» Work to complete
Reproduce the listing below verbatim, from the line containing "of the rocky" through the final line of the listing, both ends included.

START Listed records

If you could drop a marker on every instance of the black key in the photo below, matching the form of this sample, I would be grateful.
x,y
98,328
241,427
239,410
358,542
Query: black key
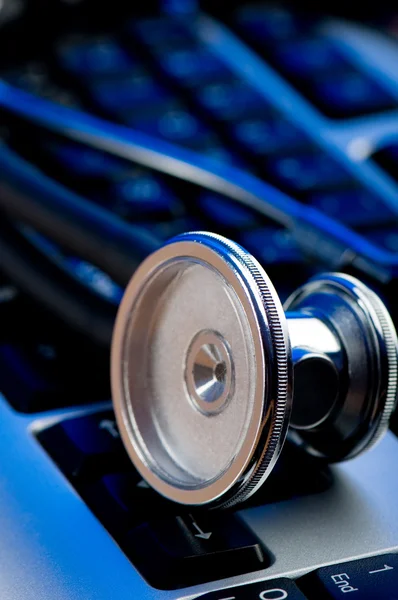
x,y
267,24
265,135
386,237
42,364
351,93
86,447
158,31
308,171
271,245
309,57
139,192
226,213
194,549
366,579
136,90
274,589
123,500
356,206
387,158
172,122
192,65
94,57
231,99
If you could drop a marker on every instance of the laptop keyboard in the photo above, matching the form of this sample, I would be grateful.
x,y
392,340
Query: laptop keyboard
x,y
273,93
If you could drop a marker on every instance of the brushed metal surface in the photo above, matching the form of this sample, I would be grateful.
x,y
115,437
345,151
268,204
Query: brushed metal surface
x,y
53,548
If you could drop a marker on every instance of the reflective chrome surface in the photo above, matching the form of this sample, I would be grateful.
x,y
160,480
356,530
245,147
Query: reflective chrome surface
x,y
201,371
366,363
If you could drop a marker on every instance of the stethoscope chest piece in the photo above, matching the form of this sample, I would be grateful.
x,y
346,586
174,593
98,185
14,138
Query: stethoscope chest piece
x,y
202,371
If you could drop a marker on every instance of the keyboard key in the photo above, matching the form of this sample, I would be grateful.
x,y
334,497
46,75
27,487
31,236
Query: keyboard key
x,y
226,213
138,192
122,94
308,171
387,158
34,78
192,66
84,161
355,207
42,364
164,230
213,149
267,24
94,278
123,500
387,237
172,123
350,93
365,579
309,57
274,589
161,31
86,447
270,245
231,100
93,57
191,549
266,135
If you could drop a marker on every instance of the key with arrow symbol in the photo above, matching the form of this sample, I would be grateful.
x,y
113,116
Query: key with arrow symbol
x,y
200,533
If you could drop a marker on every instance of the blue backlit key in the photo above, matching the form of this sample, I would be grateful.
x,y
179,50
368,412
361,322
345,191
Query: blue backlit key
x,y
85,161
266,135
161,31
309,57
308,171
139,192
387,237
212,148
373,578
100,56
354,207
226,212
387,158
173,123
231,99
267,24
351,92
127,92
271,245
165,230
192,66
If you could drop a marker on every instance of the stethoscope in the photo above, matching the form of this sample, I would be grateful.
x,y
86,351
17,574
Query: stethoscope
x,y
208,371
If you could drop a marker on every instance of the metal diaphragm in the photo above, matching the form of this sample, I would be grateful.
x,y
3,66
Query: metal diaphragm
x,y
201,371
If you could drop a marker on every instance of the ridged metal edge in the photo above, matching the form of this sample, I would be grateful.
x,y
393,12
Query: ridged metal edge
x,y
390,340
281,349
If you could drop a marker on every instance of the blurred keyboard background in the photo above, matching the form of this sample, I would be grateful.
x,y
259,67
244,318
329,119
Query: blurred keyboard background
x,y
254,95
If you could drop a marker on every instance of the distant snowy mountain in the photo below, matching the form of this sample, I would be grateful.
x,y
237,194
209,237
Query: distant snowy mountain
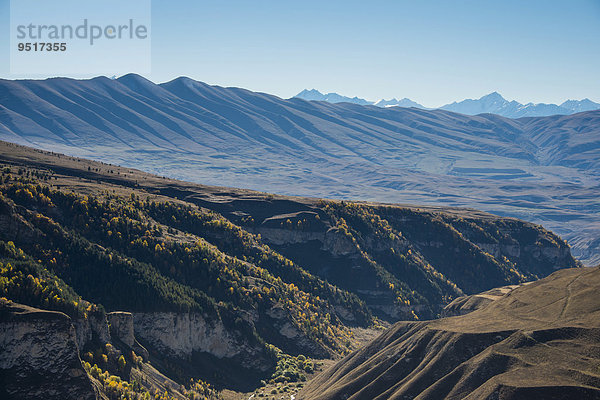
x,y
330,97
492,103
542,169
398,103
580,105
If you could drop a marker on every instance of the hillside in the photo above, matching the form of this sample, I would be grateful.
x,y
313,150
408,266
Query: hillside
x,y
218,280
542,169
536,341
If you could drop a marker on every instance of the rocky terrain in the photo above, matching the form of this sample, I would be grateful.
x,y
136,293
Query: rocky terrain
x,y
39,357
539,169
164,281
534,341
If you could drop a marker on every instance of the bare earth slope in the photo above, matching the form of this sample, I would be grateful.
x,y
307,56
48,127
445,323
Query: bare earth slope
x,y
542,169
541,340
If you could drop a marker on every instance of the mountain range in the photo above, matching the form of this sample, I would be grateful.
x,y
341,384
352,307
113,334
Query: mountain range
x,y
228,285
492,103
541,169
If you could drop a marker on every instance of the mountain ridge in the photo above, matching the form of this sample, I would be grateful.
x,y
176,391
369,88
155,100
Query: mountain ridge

END Listed records

» Response to the exercise
If you could drop a marker on every instance of the rocky terrain in the photo above, matching the form of this sample, I would be grateful.
x,y
136,293
Query: rocky terrain
x,y
39,357
539,169
164,281
534,341
If you could drop a marker on every instance of the bare earth slope in the photo above, matching the form of this sample, I would be grateful.
x,y
307,56
48,127
445,323
Query: bare earth slope
x,y
542,169
541,340
If you could drop a marker on every instance of the mountain range in the photo above, matching the form of this sample, I would be grateful.
x,y
341,384
352,307
113,334
Query: mountain range
x,y
228,285
492,103
541,169
If you could drop a marker on every instance of the mountain ridge in the photo above, matching the form of this sample, I would be grateful.
x,y
176,391
369,88
155,100
Query: mountain ridge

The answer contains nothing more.